EXTRAIT DE PAGE.

Nombreux sont les entrepreneurs qui, aux termes d’un appel d’offres dont ils ont été écartés ou dont ils sont sortis… bon deuxième, considèrent avoir été lésés et poursuivent en dommages-intérêts le donneur d'ouvrage qui les aurait injustement privés du contrat. Sans nous prononcer sur les statistiques à cet égard, il arrive fréquemment que le soumissionnaire défait, dont le prix était le plus bas, parvienne à démontrer que la décision du donneur d'ouvrage de rejeter sa soumission n’était pas fondée ou encore que le deuxième réussisse à faire la preuve que la soumission la plus basse n’était pas conforme aux exigences de l’appel d'offres.
Dans un arrêt récent, Entreprises Marchand & Frères inc. c. Société d’énergie de la Baie James(1), la Cour d’appel rappelle qu’il ne s’agit là que de la première étape que doit franchir le soumissionnaire qui réclame compensation. Démontrer par exemple que l’autre soumission aurait dû être rejetée pour défaut de conformité ou encore que sa propre soumission était au contraire conforme n’est pas suffisant. Le réclamant doit également prouver que, dans une telle situation, le contrat lui aurait vraisemblablement été octroyé.
Les faits de ce dossier peuvent se résumer comme suit. La Société d’énergie de la Baie James (SEBJ) a procédé en novembre 2002 à un appel d’offres pour la réalisation de travaux d'excavation et de bétonnage d'une galerie de dérivation de la rivière Eastmain. Il s’agissait là d’une construction provisoire dont l’objectif était de détourner le lit de la rivière pour permettre la construction « à sec » du barrage. Le caractère temporaire et préliminaire de ces travaux, objet du contrat envisagé, a entraîné des divergences d’opinion quant aux catégories de la licence requise en vertu de la Loi sur le bâtiment. Il s’agit là de la source du litige : s’agissait-il de travaux pour un « ouvrage relatif à la génération d’électricité » ?
Les documents d'appel d'offres requéraient que les soumissionnaires détiennent, à l’ouverture des soumissions, la licence comportant les catégories requises en vertu de la loi, sans préciser quelles étaient ces catégories. Le défaut de posséder la licence appropriée entraînait le rejet automatique de la soumission. La coentreprise formée des demanderesses, dont la soumission s’est avérée la deuxième plus basse, possédait une licence pour les trois sous-catégories suivantes : les ouvrages de génie civil souterrains, ceux de génie civil immergés et ceux relatifs à la génération d’électricité. Selon elle, ces trois catégories étaient nécessaires aux travaux faisant l’objet de l’appel d'offres.
Or, la coentreprise, dont la soumission était la plus basse, Janin-BOT, ne détenait une licence que pour la première de ces catégories.

CONSIGNES.
1. Selon l'extrait sur l'appel d'offres de la SEBJ, à quel moment les soumissionnaires devaient-ils détenir la licence requise ?
2. Poursuivez l'extrait sur l'appel d'offres de la SEBJ à partir de sa dernière phrase.

LIGNES FOURNIES.
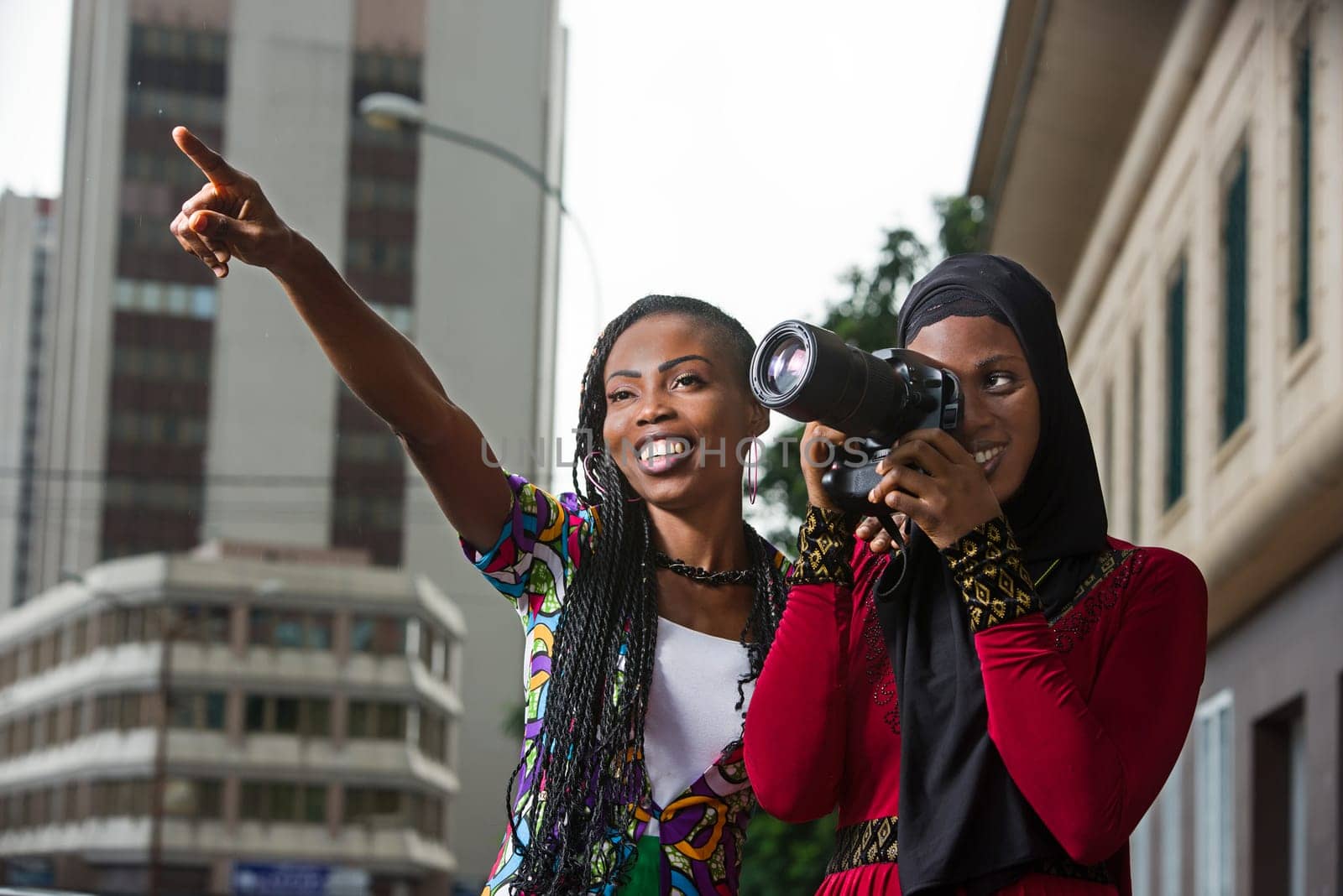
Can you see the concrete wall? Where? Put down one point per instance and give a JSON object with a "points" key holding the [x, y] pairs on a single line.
{"points": [[481, 300], [77, 365], [273, 393], [18, 246], [1262, 510]]}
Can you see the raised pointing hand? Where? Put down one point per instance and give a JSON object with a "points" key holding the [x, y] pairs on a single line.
{"points": [[230, 216]]}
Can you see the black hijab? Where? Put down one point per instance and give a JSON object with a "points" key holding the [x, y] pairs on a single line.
{"points": [[964, 822]]}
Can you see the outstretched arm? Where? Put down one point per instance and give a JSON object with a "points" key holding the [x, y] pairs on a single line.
{"points": [[230, 217]]}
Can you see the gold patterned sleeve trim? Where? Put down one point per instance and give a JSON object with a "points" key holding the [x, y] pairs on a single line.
{"points": [[987, 568], [825, 548]]}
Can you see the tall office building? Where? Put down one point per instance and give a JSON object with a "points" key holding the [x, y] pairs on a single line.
{"points": [[176, 408], [1172, 170], [27, 242]]}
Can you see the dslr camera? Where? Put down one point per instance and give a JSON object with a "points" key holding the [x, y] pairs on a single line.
{"points": [[809, 373]]}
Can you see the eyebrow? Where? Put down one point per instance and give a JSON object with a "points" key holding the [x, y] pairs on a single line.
{"points": [[662, 367], [995, 358]]}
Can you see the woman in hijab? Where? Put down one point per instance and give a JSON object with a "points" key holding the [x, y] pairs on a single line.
{"points": [[1014, 685]]}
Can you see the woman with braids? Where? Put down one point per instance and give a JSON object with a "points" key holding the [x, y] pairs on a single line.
{"points": [[994, 707], [640, 665]]}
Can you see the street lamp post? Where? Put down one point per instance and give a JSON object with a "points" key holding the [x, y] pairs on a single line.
{"points": [[396, 112]]}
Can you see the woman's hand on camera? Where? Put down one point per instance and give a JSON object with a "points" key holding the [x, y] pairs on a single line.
{"points": [[230, 216], [879, 539], [819, 448], [937, 483]]}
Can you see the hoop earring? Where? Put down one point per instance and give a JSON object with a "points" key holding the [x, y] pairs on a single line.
{"points": [[754, 475]]}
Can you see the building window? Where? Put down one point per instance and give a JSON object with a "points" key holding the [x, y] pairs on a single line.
{"points": [[194, 799], [302, 716], [1175, 384], [1135, 436], [292, 629], [199, 711], [379, 635], [1280, 795], [120, 711], [120, 799], [207, 624], [376, 721], [1108, 438], [433, 734], [282, 801], [1302, 183], [374, 806], [1215, 828], [1236, 294]]}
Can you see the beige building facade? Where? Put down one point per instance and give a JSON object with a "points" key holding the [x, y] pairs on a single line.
{"points": [[1184, 210]]}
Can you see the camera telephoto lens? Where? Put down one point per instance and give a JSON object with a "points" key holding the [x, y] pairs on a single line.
{"points": [[809, 373]]}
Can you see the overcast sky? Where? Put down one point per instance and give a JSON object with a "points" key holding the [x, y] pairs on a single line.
{"points": [[745, 154]]}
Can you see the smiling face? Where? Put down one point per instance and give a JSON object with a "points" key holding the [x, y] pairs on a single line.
{"points": [[1000, 412], [673, 389]]}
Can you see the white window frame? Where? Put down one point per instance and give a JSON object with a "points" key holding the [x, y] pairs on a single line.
{"points": [[1215, 797]]}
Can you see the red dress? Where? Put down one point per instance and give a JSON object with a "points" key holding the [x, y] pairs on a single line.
{"points": [[1088, 712]]}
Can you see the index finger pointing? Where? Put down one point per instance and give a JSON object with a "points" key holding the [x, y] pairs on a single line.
{"points": [[210, 163]]}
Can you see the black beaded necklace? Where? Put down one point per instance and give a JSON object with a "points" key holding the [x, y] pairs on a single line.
{"points": [[703, 576]]}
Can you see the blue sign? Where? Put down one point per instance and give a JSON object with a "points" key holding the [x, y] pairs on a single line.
{"points": [[295, 879], [30, 873], [280, 880]]}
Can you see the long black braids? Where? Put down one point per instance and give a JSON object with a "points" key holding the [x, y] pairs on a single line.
{"points": [[590, 763]]}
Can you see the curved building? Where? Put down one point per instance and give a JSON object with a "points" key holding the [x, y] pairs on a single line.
{"points": [[239, 719]]}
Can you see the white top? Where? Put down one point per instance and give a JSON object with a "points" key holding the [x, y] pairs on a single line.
{"points": [[692, 707]]}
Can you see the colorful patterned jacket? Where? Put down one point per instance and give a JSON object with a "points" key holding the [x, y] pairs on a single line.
{"points": [[534, 561]]}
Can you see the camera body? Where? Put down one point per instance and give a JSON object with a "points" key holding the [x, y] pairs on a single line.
{"points": [[809, 373]]}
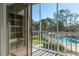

RÉPONSES PAR CONSIGNE.
1. À l'ouverture des soumissions.

2.
La SEBJ, confrontée à une contestation de la conformité de la soumission de Janin-BOT par la coentreprise demanderesse, s’est adressée à la Régie du bâtiment pour connaître sa position quant aux catégories requises. Un représentant de la Régie a répondu qu’il apparaissait que la catégorie appropriée était celle relative aux ouvrages de génération d’électricité. D’entrée de jeu, soulignons que tant la Cour supérieure que la Cour d’appel concluent que la position exprimée par la Régie ne constituait dans les circonstances qu’un simple avis d’un membre du personnel de la Régie, que l’expression d’une opinion, sans valeur contraignante, qui n’aurait même pas lié la Régie elle-même.
Effectivement, dans ce contexte, la SEBJ, procédant à sa propre réflexion, en vient à la conclusion qui lui semble la plus logique, c’est-à-dire que la catégorie de licence que détenait Janin-BOT suffisait pour le contrat visé. Les deux instances judiciaires lui donneront raison, en précisant que l’ouvrage visé n’était qu’une étape préliminaire et temporaire n’ayant aucune utilité à la production d’électricité en tant que telle.
Cela étant dit, la Cour d’appel s’est néanmoins attardée à la question suivante : la demanderesse, deuxième plus bas soumissionnaire, a-t-elle démontré que, si Janin-BOT avait été écartée, la SEBJ aurait octroyé le contrat à la demanderesse ?
La demanderesse argumentait qu’elle bénéficiait d’une triple présomption à l’effet que le contrat lui aurait été accordé, concept effectivement reconnu par nos tribunaux, du fait que sa soumission était conforme, qu’elle présentait désormais le prix le plus bas et qu'elle était capable d'exécuter le travail requis. Or, tant le juge de la Cour supérieure que la Cour d’appel soulignent que la présomption ne joue que dans la mesure où il est effectivement démontré que la soumission satisfaisait toutes les conditions prévues à l’appel d’offres.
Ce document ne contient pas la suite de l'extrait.